Working data ▸
════════

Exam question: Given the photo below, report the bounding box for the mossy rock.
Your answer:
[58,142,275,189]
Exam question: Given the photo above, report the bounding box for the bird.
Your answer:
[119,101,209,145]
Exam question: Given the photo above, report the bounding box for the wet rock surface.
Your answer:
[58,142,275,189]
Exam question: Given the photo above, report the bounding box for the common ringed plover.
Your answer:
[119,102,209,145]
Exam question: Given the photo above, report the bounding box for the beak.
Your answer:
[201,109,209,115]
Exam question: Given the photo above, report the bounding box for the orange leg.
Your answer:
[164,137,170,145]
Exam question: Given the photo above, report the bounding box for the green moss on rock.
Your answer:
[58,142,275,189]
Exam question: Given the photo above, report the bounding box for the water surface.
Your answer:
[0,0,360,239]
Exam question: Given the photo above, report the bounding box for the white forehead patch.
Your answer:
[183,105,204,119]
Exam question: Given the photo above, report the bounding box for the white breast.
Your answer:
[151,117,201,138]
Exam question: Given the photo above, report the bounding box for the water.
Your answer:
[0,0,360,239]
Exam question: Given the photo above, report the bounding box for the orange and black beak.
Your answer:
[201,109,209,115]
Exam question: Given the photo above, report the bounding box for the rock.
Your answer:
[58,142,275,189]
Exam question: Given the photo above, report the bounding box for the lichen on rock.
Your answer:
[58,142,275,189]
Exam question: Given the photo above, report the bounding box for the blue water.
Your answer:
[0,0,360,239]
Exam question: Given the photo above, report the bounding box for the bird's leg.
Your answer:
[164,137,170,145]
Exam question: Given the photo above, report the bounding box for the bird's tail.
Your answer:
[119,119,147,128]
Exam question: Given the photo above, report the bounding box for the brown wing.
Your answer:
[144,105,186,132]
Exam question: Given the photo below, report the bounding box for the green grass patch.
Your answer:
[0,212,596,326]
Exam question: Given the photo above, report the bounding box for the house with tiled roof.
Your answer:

════════

Rewrite the stretch of material from the line containing "green grass patch." through the end of the material, keeping every line, and add 29 to each bounding-box coordinate in the answers.

Exercise output ▸
Exam question: Given the photo below, report the bounding box for the green grass patch.
Your answer:
[29,241,625,355]
Exam question: Given the photo above, report the bounding box for the house with tiled roof.
Your answer:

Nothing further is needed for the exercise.